■ **What needs to be done**
State how many lines of the rows below contain the string "tail". Reply with the number alone.

Pointing dataset rows:
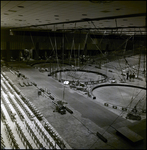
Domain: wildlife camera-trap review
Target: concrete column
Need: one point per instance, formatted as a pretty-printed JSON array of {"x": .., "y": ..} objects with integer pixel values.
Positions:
[
  {"x": 36, "y": 51},
  {"x": 8, "y": 52}
]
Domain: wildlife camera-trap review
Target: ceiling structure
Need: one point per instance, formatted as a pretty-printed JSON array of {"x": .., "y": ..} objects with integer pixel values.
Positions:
[{"x": 128, "y": 17}]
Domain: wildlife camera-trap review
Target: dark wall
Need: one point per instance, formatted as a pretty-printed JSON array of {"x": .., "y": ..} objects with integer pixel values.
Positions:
[{"x": 48, "y": 43}]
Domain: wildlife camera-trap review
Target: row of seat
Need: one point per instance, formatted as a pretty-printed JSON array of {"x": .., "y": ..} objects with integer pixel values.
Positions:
[
  {"x": 2, "y": 143},
  {"x": 23, "y": 136},
  {"x": 11, "y": 136}
]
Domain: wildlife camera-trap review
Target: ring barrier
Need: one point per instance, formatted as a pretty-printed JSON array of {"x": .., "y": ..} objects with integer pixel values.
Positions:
[
  {"x": 2, "y": 143},
  {"x": 9, "y": 110},
  {"x": 39, "y": 143},
  {"x": 24, "y": 106},
  {"x": 3, "y": 117},
  {"x": 46, "y": 137}
]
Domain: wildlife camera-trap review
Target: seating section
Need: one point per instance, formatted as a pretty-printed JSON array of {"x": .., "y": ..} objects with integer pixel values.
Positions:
[{"x": 21, "y": 121}]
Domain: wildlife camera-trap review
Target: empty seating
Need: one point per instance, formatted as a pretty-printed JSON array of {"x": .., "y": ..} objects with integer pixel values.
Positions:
[
  {"x": 34, "y": 135},
  {"x": 2, "y": 143},
  {"x": 23, "y": 137},
  {"x": 11, "y": 136}
]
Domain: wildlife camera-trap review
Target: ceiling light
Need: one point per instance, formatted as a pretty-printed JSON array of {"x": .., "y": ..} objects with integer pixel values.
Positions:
[{"x": 105, "y": 11}]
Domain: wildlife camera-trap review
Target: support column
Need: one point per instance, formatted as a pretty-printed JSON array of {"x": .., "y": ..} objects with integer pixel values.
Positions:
[
  {"x": 8, "y": 52},
  {"x": 37, "y": 51}
]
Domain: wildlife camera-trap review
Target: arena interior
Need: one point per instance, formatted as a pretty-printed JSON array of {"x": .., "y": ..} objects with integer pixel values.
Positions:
[{"x": 73, "y": 74}]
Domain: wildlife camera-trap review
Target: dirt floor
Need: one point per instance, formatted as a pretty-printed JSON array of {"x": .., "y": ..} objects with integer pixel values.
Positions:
[{"x": 89, "y": 115}]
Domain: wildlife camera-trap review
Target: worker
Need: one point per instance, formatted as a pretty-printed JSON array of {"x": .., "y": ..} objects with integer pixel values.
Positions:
[{"x": 39, "y": 93}]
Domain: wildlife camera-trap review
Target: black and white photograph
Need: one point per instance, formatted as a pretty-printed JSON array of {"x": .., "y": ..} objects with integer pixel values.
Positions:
[{"x": 73, "y": 74}]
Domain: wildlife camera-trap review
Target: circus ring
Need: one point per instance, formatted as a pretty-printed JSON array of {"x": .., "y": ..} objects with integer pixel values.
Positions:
[
  {"x": 86, "y": 77},
  {"x": 120, "y": 96}
]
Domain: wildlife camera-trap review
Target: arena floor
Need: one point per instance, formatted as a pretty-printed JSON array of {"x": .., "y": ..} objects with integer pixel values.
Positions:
[{"x": 89, "y": 115}]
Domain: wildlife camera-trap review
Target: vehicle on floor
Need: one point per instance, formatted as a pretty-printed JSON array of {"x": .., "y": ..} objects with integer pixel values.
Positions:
[{"x": 133, "y": 116}]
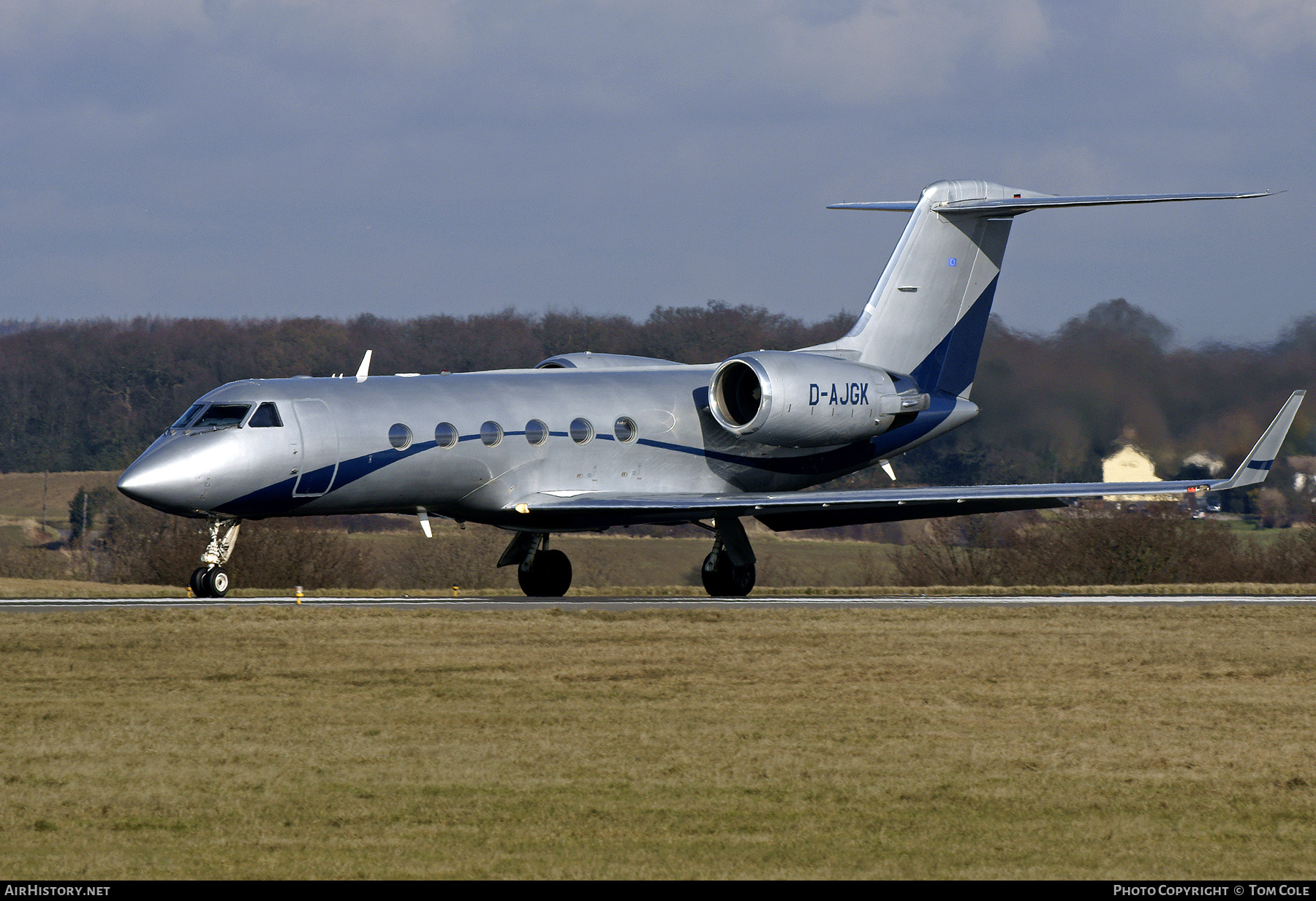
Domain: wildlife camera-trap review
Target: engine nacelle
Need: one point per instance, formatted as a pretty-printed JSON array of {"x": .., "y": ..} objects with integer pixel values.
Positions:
[{"x": 789, "y": 399}]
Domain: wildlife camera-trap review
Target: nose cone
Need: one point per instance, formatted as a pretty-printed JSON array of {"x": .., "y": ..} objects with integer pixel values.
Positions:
[
  {"x": 159, "y": 480},
  {"x": 184, "y": 474}
]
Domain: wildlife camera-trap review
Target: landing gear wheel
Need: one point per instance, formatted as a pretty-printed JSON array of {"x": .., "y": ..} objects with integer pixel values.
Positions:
[
  {"x": 716, "y": 575},
  {"x": 548, "y": 577},
  {"x": 216, "y": 582},
  {"x": 723, "y": 579}
]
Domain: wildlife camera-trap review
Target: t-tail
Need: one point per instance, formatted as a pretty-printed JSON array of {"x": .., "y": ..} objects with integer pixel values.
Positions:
[{"x": 928, "y": 313}]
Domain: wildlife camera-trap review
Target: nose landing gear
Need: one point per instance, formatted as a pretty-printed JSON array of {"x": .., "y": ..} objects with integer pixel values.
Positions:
[
  {"x": 211, "y": 579},
  {"x": 540, "y": 571},
  {"x": 728, "y": 570}
]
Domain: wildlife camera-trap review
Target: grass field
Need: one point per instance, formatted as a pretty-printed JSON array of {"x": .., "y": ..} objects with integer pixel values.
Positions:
[{"x": 309, "y": 742}]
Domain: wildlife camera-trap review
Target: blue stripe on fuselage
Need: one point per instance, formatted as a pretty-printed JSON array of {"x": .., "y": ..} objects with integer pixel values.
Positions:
[{"x": 276, "y": 499}]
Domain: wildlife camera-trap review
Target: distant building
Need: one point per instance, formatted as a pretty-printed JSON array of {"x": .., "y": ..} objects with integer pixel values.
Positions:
[
  {"x": 1131, "y": 465},
  {"x": 1204, "y": 460}
]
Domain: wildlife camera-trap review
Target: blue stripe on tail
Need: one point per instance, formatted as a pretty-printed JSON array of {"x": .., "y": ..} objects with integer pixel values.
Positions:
[{"x": 950, "y": 366}]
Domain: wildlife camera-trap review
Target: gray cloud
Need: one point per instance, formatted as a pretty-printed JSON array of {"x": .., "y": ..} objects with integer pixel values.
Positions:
[{"x": 401, "y": 158}]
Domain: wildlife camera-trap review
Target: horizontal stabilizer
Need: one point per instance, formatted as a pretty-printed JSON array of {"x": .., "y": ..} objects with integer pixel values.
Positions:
[
  {"x": 890, "y": 205},
  {"x": 1020, "y": 204}
]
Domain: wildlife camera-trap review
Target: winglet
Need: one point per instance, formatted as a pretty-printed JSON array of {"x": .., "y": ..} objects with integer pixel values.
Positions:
[{"x": 1257, "y": 463}]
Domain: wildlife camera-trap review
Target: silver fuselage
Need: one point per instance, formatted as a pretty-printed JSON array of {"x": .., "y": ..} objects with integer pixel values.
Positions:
[{"x": 333, "y": 454}]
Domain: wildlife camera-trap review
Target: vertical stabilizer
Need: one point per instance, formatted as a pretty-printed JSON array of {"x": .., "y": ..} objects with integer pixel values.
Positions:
[
  {"x": 928, "y": 315},
  {"x": 928, "y": 312}
]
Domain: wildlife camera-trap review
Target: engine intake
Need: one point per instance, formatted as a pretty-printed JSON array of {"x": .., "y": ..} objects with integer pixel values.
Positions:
[{"x": 789, "y": 399}]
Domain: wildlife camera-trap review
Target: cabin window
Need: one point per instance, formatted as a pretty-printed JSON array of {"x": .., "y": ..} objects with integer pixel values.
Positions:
[
  {"x": 399, "y": 436},
  {"x": 581, "y": 430},
  {"x": 222, "y": 416},
  {"x": 187, "y": 417},
  {"x": 266, "y": 417},
  {"x": 536, "y": 432}
]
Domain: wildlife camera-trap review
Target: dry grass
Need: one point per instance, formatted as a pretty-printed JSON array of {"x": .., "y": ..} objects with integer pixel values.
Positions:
[
  {"x": 311, "y": 742},
  {"x": 70, "y": 588},
  {"x": 20, "y": 493}
]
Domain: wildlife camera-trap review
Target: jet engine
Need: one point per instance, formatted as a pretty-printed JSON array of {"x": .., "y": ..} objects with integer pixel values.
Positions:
[{"x": 790, "y": 399}]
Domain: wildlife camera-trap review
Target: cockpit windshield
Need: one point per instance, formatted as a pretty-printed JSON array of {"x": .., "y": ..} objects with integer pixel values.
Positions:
[
  {"x": 266, "y": 417},
  {"x": 219, "y": 416},
  {"x": 187, "y": 417}
]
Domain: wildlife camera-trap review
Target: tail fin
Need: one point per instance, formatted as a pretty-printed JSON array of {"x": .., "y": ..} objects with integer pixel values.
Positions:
[{"x": 928, "y": 313}]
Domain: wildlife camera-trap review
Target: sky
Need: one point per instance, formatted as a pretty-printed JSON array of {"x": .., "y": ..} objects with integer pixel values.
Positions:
[{"x": 230, "y": 158}]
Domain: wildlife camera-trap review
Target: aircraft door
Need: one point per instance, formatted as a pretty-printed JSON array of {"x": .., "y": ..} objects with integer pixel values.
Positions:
[{"x": 319, "y": 447}]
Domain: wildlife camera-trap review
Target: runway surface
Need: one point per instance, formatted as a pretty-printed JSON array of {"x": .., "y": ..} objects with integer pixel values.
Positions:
[{"x": 49, "y": 605}]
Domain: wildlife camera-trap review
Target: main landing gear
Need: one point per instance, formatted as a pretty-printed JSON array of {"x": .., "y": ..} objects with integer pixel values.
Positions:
[
  {"x": 728, "y": 570},
  {"x": 541, "y": 572},
  {"x": 211, "y": 579}
]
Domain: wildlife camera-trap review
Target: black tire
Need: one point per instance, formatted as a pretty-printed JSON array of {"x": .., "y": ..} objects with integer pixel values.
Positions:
[
  {"x": 551, "y": 577},
  {"x": 716, "y": 575},
  {"x": 741, "y": 582},
  {"x": 216, "y": 582}
]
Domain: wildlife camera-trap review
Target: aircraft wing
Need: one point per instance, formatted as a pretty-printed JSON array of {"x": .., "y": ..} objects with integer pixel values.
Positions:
[{"x": 819, "y": 509}]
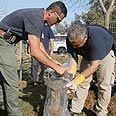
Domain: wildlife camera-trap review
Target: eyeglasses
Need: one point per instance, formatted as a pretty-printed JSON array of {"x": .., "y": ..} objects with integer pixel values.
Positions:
[{"x": 58, "y": 17}]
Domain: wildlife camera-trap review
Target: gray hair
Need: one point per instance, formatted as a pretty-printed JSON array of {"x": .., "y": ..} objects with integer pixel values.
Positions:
[{"x": 77, "y": 31}]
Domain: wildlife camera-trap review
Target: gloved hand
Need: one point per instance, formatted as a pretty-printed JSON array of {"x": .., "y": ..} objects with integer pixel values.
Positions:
[{"x": 72, "y": 86}]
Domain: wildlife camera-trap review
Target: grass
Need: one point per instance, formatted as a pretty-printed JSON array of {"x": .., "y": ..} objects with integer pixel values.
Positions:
[{"x": 31, "y": 99}]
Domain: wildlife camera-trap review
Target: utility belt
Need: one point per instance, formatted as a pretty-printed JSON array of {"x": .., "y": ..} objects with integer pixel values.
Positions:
[{"x": 7, "y": 36}]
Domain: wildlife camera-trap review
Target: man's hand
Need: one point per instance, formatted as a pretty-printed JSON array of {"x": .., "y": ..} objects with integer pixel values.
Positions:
[
  {"x": 61, "y": 70},
  {"x": 72, "y": 86}
]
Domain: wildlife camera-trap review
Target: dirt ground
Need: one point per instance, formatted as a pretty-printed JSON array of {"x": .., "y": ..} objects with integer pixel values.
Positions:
[{"x": 40, "y": 94}]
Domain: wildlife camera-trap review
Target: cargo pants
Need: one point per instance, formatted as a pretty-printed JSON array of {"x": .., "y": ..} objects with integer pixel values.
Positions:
[
  {"x": 105, "y": 79},
  {"x": 8, "y": 79}
]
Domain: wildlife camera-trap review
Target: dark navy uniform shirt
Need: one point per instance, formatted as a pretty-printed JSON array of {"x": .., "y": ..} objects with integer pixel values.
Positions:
[
  {"x": 97, "y": 46},
  {"x": 24, "y": 21},
  {"x": 47, "y": 34}
]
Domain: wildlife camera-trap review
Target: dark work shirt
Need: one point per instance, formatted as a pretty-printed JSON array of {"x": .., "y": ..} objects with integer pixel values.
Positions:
[
  {"x": 47, "y": 34},
  {"x": 97, "y": 46},
  {"x": 24, "y": 21}
]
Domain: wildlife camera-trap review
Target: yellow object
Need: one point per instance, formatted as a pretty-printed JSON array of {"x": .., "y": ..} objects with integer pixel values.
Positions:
[
  {"x": 79, "y": 79},
  {"x": 73, "y": 70}
]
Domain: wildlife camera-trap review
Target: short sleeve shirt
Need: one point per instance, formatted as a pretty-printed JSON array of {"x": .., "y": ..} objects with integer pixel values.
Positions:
[
  {"x": 24, "y": 21},
  {"x": 47, "y": 34},
  {"x": 97, "y": 46}
]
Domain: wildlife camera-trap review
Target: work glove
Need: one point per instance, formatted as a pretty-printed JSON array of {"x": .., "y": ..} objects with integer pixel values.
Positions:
[{"x": 72, "y": 85}]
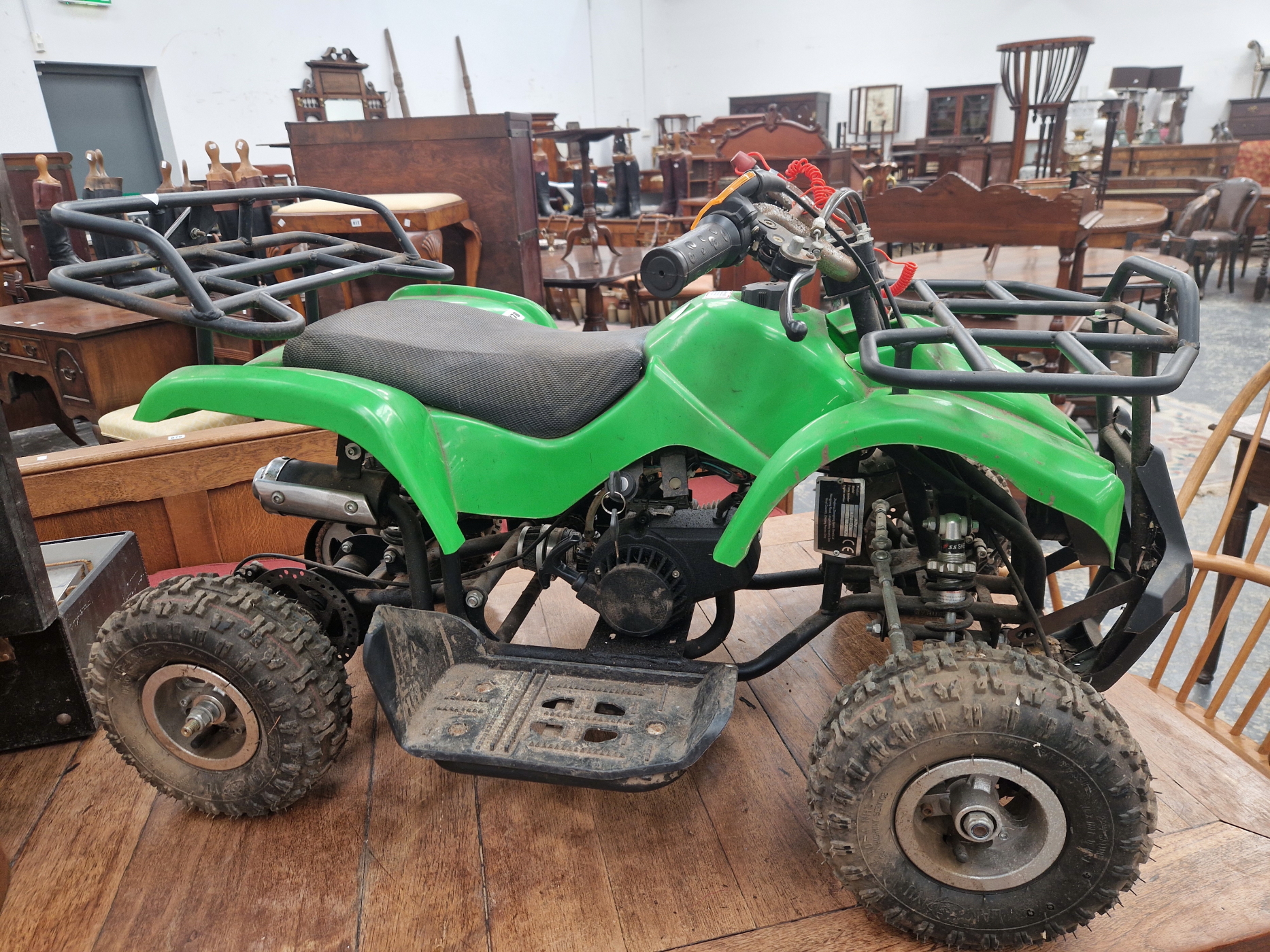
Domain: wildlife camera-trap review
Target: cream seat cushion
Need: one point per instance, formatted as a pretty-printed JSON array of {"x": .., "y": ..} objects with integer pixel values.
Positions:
[
  {"x": 399, "y": 202},
  {"x": 120, "y": 424}
]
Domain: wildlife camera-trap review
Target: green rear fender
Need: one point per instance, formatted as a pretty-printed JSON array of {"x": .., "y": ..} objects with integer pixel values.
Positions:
[
  {"x": 392, "y": 427},
  {"x": 484, "y": 299},
  {"x": 1047, "y": 466}
]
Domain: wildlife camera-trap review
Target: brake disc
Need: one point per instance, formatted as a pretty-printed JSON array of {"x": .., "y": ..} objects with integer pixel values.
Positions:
[{"x": 329, "y": 607}]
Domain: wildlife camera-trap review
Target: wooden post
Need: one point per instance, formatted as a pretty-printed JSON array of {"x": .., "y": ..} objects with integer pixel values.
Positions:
[{"x": 1020, "y": 145}]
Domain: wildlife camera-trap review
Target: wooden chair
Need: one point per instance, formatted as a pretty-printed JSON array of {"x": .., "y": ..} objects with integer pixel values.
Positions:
[
  {"x": 958, "y": 212},
  {"x": 1235, "y": 568},
  {"x": 1254, "y": 163},
  {"x": 1213, "y": 228}
]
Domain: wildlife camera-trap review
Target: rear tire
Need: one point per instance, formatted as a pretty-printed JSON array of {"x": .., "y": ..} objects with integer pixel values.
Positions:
[
  {"x": 1066, "y": 780},
  {"x": 272, "y": 694}
]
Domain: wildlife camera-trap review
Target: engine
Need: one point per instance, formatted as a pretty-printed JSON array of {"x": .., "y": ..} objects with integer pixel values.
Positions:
[{"x": 648, "y": 571}]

■ **Completed exercise**
3